(Extracted records)
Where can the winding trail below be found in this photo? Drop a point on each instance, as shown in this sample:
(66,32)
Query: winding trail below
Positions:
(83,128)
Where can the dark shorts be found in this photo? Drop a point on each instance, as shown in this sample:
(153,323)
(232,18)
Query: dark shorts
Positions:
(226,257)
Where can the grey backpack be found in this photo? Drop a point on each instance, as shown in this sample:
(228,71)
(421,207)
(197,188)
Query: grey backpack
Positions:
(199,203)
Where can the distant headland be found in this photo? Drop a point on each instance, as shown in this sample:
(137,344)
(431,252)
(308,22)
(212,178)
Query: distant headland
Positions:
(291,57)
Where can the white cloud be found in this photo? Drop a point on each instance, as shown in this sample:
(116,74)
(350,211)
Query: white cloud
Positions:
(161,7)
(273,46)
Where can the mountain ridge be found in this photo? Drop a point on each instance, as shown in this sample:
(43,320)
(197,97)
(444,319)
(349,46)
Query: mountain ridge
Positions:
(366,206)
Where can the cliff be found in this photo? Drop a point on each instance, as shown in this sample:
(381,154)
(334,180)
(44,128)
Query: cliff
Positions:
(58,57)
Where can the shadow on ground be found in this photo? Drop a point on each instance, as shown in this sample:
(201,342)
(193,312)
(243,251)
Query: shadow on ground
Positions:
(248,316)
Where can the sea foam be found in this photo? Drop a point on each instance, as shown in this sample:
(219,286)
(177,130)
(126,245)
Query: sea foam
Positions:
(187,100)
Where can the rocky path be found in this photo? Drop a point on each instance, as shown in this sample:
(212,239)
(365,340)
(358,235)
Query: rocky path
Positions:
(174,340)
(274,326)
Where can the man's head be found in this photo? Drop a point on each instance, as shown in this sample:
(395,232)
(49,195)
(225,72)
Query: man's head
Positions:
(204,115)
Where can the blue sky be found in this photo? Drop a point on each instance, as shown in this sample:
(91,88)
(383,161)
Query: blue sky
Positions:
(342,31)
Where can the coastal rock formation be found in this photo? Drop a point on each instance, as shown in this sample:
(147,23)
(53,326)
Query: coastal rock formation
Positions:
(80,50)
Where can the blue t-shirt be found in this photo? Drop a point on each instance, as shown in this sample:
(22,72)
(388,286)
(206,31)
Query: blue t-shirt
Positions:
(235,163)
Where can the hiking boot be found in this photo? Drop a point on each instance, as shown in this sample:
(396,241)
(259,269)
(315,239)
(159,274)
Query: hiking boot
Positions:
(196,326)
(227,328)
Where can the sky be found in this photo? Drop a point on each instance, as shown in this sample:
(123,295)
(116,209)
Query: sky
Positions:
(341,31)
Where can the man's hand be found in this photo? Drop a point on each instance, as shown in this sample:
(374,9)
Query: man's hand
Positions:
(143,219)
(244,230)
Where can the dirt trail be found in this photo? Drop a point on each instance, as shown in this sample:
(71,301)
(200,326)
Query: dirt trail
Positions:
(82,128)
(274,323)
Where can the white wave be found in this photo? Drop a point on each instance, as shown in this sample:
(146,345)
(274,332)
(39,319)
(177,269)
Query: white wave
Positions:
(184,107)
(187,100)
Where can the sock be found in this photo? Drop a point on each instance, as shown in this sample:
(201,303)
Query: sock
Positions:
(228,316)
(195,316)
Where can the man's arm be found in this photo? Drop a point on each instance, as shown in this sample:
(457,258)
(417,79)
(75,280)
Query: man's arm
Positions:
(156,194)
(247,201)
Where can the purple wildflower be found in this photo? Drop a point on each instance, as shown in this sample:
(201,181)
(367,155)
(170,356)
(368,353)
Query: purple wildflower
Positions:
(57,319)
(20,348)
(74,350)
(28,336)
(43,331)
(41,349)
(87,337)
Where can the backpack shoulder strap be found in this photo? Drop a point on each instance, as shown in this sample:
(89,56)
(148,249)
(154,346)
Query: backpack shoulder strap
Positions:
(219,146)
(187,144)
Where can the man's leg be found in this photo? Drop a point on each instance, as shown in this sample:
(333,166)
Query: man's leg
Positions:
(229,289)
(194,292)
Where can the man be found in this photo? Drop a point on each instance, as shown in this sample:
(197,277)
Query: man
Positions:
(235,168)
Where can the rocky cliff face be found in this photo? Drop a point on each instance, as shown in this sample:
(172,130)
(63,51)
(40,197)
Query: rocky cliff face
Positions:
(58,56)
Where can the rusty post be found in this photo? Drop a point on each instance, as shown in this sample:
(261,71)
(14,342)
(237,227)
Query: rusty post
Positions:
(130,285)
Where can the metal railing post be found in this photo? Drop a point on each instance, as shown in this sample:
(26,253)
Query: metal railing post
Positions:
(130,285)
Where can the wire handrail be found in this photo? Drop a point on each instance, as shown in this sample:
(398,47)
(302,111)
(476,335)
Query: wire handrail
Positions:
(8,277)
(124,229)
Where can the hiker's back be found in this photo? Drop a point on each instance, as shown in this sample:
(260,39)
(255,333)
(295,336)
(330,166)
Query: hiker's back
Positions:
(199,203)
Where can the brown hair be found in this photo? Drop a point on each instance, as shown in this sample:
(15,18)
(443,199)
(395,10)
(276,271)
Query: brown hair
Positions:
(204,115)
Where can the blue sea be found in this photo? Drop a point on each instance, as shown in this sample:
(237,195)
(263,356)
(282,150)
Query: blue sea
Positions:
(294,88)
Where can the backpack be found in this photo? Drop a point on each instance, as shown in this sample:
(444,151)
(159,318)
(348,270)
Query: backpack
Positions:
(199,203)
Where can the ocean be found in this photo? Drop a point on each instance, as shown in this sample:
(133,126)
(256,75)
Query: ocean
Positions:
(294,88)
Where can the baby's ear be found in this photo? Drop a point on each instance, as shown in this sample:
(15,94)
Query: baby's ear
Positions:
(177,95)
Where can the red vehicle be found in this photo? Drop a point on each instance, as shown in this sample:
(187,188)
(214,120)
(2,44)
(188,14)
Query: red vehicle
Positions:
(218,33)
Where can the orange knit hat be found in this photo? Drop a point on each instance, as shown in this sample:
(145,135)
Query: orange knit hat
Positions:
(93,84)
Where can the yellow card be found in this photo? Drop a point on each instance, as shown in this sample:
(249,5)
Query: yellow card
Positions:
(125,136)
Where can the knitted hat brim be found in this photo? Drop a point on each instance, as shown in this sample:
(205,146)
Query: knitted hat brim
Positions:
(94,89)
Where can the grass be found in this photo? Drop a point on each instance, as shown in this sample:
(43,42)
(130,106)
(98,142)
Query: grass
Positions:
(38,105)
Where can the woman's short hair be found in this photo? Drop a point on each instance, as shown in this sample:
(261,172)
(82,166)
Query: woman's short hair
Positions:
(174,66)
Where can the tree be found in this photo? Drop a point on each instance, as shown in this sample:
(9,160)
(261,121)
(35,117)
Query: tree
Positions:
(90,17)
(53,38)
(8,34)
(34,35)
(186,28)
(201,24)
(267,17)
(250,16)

◆ Task description
Reproduce the lines of the entries above exactly, but only from the line containing "Where can the orange" through the final line.

◆ Written solution
Where can the orange knit hat be found in this photo? Drop a point on each instance, as shown in this sample:
(145,135)
Query: orange knit hat
Positions:
(93,84)
Where can the yellow card be found in this photo? Drop a point on each instance, as shown in this sample:
(249,5)
Query: yellow card
Positions:
(125,136)
Where can the knitted hat brim be found in this photo? Drop a point on each instance, as shown in this sample:
(205,146)
Query: knitted hat brim
Positions:
(94,89)
Where can the grass be found in this photo? Drop a point on each instance, as shown in this sample:
(43,42)
(130,106)
(98,142)
Query: grass
Positions:
(38,105)
Where can the woman's short hair be found in this photo? Drop a point on each instance, as shown in this sample:
(261,172)
(82,166)
Query: woman's short hair
Positions:
(174,66)
Where can the tree be found in this photo? Drop a point on each instance, as shown in this sample:
(9,160)
(261,121)
(35,117)
Query: tree
Positions:
(90,17)
(53,38)
(8,34)
(34,35)
(186,28)
(201,24)
(267,17)
(250,16)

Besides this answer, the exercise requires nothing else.